Source extract >>
=== Section Start ===

The substantial structural and cultural changes in clinical care of those with LTCs described in the report will be extremely challenging for health and care services, and will, require medical professionals in all disciplines to adapt their ways of working and develop effective collaborations with those in other disciplines. If more treatment of LTCs is to take place in primary and community care, then the recruitment and workforce planning required must take place as a matter of urgency, in particular to address a work force shortfall in primary care already identified by the Centre for Workforce Intelligence.
Managing the system to deliver better long-term conditions care
The Government is keen to reduce the number of unplanned acute admissions for conditions which could be better treated in primary or community care. We are not convinced that focusing on measures to reduce admissions to the acute sector will effectively address the underlying issues in management of LTCs which seem to drive patients with chronic ambulatory care-sensitive conditions into acute care.

=== Section End ===

Complete the following >>
A: Name every setting of care that the excerpt on long-term conditions care mentions.
B: According to the excerpt on long-term conditions care, which body has already identified a workforce shortfall in primary care?
C: Carry the excerpt on long-term conditions care forward from its final sentence.

Records supplied >>
=== Section Start ===

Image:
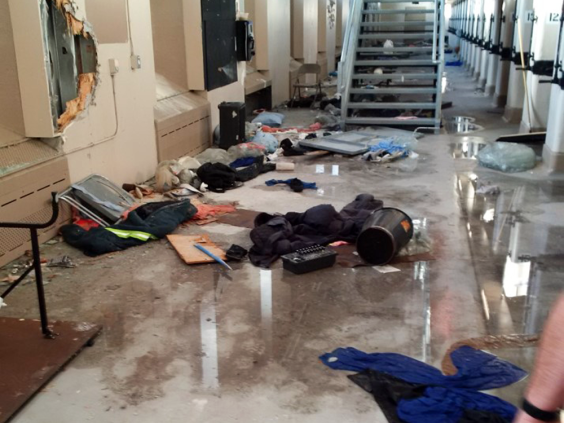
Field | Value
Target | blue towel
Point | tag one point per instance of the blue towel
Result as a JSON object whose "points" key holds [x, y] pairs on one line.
{"points": [[477, 370], [447, 405], [243, 162], [390, 147], [446, 398]]}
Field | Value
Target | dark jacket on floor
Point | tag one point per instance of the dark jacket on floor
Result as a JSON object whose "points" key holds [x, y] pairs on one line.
{"points": [[157, 219], [275, 236]]}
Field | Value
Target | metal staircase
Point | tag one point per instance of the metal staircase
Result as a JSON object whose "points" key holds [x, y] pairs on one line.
{"points": [[392, 64]]}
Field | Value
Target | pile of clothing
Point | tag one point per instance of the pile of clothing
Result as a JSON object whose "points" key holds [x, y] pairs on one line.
{"points": [[276, 235], [148, 222], [410, 391]]}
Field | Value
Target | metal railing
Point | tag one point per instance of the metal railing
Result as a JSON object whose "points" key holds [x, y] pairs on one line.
{"points": [[348, 56]]}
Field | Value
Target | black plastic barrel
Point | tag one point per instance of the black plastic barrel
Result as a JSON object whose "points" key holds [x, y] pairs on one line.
{"points": [[384, 234]]}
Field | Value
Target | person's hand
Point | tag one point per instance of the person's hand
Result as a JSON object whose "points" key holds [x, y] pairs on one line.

=== Section End ===

Responses >>
A: Primary care, community care, acute care

B: The Centre for Workforce Intelligence

C:
While the prevailing wisdom appears to be that patients with LTCs can be better and more effectively treated in primary and community care, we have not discerned any conclusive evidence that a large-scale shift in services will provide clinical or economic benefits, though a change in service mix may well be beneficial overall in supporting those with LTCs. We recommend the commissioning of long-term studies of the effectiveness and economic benefit from integrated services for the management of LTCs, with regular and rigorous evaluation of outcomes.
We strongly support the development of new payment systems in the NHS, such as the Year of Care tariff, which are based on care planning approaches rather than the funding of individual episodes of care. The integrated care pioneer sites are authorised to experiment with tariff flexibilities, and we recommend that the use of these flexibilities is thoroughly evaluated with a view to developing models of care centred on the needs of the service user. NHS England and Monitor must support parity of esteem between physical and mental health services through the present and reformed tariff system.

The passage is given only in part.